(Pointing dataset excerpts)
* START *

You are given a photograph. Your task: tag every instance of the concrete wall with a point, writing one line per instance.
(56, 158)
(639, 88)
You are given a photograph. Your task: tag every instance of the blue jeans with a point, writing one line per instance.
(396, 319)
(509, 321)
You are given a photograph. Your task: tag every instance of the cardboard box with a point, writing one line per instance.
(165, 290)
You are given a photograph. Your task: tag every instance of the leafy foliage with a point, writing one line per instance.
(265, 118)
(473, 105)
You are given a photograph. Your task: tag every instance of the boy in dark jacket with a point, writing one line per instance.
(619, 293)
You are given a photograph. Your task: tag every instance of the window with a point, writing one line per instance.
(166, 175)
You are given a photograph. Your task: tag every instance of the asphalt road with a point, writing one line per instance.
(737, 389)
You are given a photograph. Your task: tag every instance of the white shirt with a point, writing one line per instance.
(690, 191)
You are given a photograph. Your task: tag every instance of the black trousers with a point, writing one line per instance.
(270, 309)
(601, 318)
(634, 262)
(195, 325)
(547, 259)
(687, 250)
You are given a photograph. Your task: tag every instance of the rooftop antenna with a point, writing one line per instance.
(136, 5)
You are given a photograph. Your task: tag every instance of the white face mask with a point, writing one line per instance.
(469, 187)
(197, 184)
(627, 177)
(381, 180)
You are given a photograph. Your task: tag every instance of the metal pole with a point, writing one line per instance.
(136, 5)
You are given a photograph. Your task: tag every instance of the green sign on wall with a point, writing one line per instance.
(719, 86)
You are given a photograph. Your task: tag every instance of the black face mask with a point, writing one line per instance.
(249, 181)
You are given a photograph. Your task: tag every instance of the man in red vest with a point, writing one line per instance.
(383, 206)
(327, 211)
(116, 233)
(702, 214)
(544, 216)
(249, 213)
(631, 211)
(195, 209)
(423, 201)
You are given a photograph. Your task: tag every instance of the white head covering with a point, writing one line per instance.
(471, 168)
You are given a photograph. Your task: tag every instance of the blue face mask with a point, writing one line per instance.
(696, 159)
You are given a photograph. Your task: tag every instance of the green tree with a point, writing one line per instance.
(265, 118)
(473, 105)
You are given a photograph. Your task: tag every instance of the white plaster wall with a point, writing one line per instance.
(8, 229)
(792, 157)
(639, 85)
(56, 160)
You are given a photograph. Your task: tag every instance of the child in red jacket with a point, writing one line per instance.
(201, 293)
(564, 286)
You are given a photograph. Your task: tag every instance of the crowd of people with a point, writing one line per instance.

* END *

### [Task prompt]
All lines from the line containing "the black face" through the end of the listing above are to be duplicated exactly; include both ends and nothing further.

### [The output]
You are given a photograph. Your task: tag every instance of the black face mask with a point, writing one line per instance.
(249, 181)
You are given a photograph. Your task: tag every instance of the man in red vest with a point, writing one line per instance.
(383, 206)
(327, 211)
(116, 233)
(702, 214)
(544, 216)
(249, 213)
(631, 211)
(195, 209)
(423, 201)
You are given a photograph. Your task: tag every instance of the white head covering with a point, writing one line per instance.
(471, 168)
You are given a photograph. Your task: tag every instance of the blue face mask with a point, writing one line per instance.
(696, 159)
You are given a photograph. Your task: tag every instance of the green tree with a point, writing one line per instance.
(265, 118)
(473, 105)
You are given a photograph. Your task: tag every instance of the white plaster wall with a point, writing one line per instance.
(8, 229)
(792, 157)
(639, 85)
(56, 160)
You are given a photograph. Your task: tag every instance of the child in red jacket with a point, writing one line per instance.
(201, 293)
(564, 286)
You are given a photograph. Your task: tag every instance of the crowd of people with a point, writing one line per instance.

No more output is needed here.